=== Input data ===

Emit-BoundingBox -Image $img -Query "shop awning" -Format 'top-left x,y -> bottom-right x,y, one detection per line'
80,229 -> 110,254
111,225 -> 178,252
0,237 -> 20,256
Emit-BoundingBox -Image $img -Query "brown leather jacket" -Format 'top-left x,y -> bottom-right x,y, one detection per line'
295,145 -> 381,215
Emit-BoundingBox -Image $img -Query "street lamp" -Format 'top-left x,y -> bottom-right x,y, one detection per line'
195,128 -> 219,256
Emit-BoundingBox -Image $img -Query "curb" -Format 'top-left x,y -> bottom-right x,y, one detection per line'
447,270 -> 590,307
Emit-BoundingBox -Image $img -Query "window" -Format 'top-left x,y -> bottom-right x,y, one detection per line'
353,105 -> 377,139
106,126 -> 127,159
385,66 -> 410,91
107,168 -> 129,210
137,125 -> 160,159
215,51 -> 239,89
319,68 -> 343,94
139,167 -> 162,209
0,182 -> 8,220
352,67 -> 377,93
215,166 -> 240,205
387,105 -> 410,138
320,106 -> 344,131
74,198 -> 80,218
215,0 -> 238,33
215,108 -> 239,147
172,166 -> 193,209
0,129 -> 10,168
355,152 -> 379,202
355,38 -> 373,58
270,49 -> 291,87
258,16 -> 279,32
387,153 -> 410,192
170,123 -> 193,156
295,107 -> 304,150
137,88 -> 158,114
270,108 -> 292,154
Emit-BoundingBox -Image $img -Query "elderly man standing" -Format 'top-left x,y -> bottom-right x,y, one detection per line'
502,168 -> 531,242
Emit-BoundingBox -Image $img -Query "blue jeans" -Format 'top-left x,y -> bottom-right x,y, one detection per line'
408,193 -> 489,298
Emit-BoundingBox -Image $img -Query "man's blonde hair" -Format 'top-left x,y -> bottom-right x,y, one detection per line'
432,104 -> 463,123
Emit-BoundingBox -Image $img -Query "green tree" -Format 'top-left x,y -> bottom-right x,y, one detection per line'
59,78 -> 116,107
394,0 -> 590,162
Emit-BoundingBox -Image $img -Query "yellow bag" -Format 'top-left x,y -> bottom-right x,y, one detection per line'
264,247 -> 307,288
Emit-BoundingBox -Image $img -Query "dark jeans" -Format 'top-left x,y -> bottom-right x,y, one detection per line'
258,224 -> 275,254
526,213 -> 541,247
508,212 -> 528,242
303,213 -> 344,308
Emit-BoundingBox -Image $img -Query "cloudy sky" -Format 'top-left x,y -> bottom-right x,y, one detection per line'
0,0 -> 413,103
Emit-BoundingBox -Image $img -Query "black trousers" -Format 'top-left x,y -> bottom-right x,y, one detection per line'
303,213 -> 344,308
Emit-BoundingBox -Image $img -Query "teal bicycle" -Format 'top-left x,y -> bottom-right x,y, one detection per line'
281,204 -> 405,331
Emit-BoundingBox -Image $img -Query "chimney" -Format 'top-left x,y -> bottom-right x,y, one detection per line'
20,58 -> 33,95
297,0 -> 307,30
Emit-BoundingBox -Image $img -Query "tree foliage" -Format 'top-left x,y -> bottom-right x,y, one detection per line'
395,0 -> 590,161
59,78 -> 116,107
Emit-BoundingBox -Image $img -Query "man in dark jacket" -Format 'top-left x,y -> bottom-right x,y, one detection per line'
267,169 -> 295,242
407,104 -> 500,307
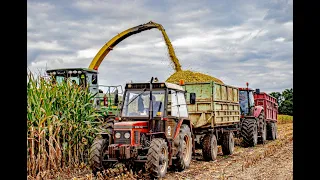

=== Written task ===
Can you reproduce all of the lines above word for word, omitting the picture from your reply?

=== Result for this exercise ===
Emit-BoundingBox -Image $img -Query "shop awning" -Format 'top-left x,y -> bottom-right x,y, one detection per line'
80,229 -> 110,254
111,225 -> 178,252
0,237 -> 20,256
Emit-BoundingBox -Image $img -Query "brown leather jacket" -Format 'top-left x,y -> bottom-right x,y, one detection per line'
295,145 -> 381,215
Emit-BoundingBox -Image $img -Query "street lamp" -Format 'top-left x,y -> bottom-right x,y, one detection per line'
195,128 -> 219,256
Emit-BoundingBox -Image $img -Query "curb" -Format 'top-left x,y -> bottom-right x,y, one detection per line'
447,270 -> 590,307
Emit-BoundingBox -Image $img -Query "window" -Format 'top-left x,y -> bottom-right x,y, one detection per line'
353,105 -> 377,139
106,126 -> 127,159
385,66 -> 410,91
107,168 -> 129,210
137,125 -> 160,159
215,51 -> 239,89
319,68 -> 343,94
139,167 -> 162,209
0,182 -> 8,220
352,67 -> 377,93
215,166 -> 240,205
387,105 -> 410,138
320,106 -> 344,131
74,198 -> 80,218
215,0 -> 238,33
215,108 -> 239,147
172,166 -> 193,209
0,129 -> 10,168
355,152 -> 379,202
355,38 -> 373,58
270,49 -> 291,87
258,16 -> 279,32
387,153 -> 410,192
170,123 -> 193,156
295,107 -> 304,150
137,88 -> 158,114
270,108 -> 292,154
Emit-BoundingBox -Image $img -Query "elderly man standing" -Format 'top-left x,y -> bottom-right x,y, one detection per line'
502,168 -> 531,242
Emit-BoundingBox -Image $img -Query "blue jeans" -Format 'top-left x,y -> bottom-right x,y, one detection per line'
408,193 -> 489,298
Emit-BoundingBox -Image $img -Query "man's blonde hair" -Format 'top-left x,y -> bottom-right x,y, one detection per line'
432,104 -> 463,123
Emit-BoundingBox -Image $img -Query "green tree" -Format 'top-left x,y -> bottom-right x,y, one detection per line'
59,78 -> 116,107
394,0 -> 590,162
Emit-BoundingBox -Image $img -Query "yellow bag" -Format 'top-left x,y -> bottom-right x,y, one detection per line'
264,247 -> 307,288
Emit-BoundingBox -Image $img -Query "dark jeans" -Format 'top-left x,y -> bottom-right x,y, one detection per line'
258,224 -> 275,254
526,213 -> 541,247
508,212 -> 528,242
303,213 -> 344,308
Emit-BoundingBox -Image $img -Query "cloudy sky" -Format 'top-left x,y -> bottom-right x,y, one detection per line'
0,0 -> 413,103
Emit-BoundingBox -Image $img -Query "black trousers" -Format 'top-left x,y -> bottom-right x,y, one detection per line'
303,213 -> 344,308
Emit-BoundingBox -Image $img -Query "teal bicycle" -Format 'top-left x,y -> bottom-right x,y, one detection per line'
281,204 -> 405,331
Emit-BoundingBox -Image $img -Query "chimney" -Format 'top-left x,y -> bottom-right x,y, one detection per line'
20,58 -> 33,95
297,0 -> 307,30
Emit-BoundingBox -Image $img -Query "tree foliage" -Format 'top-left x,y -> bottom-right x,y, one detection per line'
395,0 -> 590,161
59,78 -> 116,107
Emit-BoundingBox -Image $img -Query "man in dark jacket" -Format 'top-left x,y -> bottom-right x,y, one detection per line'
267,169 -> 295,242
407,104 -> 500,307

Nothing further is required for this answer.